start TEXT BLOCK

## Topical Modelling Banking Inquiry Hearings

I picked the hearings of the Joint Committee of Inquiry into the Banking Crisis because it's a relatively small dataset and because I've previously done some work to add keywords to it, drawn from a list provided by the committee staff. It will be interesting to compare the topic clusters with these keywords.

The banking inquiry hearings themselves are derivations from the original daily XML of committee hearings. Whereas the daily XML document contains all the hearings held on an individual date in one document, the hearings XML is divided into one document per hearing (and also including the attendance details though that's not relevant for this exercise). This doesn't make any difference to the workflow of the task, because I'm interested in the speaker uris, which are numbered according to the daily document if I ever want to cross-reference them. I'm only noting it now in case I run into any unexpected issues when I expand this approach to the broader set of debates.


### Step 1: Retrieve XML from eXist-db and transfer to MongoDB collection

I'm transferring the data from a native XML database, eXist-db, to MongoDB because the latter has a more useful python interface, natively stores json and binary objects (eXist-db does the same but I haven't figured that out yet), and is more memory efficient (or at least I have a better idea how to use it in a memory efficient manner).

end TEXT BLOCK

In the write-up on topic modeling the banking inquiry hearings, what reasons are given for moving the data from eXist-db to MongoDB? List every one. The collected data that comes after is separate from the write-up on topic modeling the banking inquiry hearings.

start ROWS

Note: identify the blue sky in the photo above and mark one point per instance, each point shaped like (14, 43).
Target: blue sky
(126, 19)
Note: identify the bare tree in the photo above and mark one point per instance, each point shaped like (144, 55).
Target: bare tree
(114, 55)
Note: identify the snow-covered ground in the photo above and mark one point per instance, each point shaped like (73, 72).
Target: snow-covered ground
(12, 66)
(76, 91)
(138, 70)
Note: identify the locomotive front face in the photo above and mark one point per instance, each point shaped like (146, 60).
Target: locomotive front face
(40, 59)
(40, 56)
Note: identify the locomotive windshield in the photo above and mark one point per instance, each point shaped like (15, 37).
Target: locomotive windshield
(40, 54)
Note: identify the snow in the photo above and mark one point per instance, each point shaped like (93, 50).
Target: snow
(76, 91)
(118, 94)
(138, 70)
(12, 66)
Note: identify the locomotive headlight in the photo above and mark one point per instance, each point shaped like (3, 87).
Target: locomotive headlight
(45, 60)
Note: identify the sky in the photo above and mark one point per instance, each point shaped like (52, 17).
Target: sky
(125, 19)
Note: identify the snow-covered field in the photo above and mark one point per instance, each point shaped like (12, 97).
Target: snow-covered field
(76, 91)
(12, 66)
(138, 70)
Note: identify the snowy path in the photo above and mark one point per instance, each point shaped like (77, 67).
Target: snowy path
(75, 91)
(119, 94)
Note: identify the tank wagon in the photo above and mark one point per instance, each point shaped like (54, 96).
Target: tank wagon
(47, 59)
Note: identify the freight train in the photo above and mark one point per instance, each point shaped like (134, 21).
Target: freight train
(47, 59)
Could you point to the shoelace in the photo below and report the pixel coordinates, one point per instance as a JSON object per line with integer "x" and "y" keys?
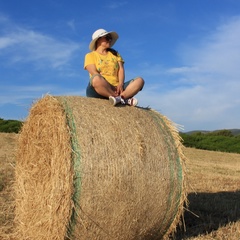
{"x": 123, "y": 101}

end ROWS

> _OUTPUT_:
- MongoDB has a more useful Python interface.
- It natively stores JSON and binary objects.
- It is more memory efficient, or at least the author has a better idea how to use it in a memory-efficient way.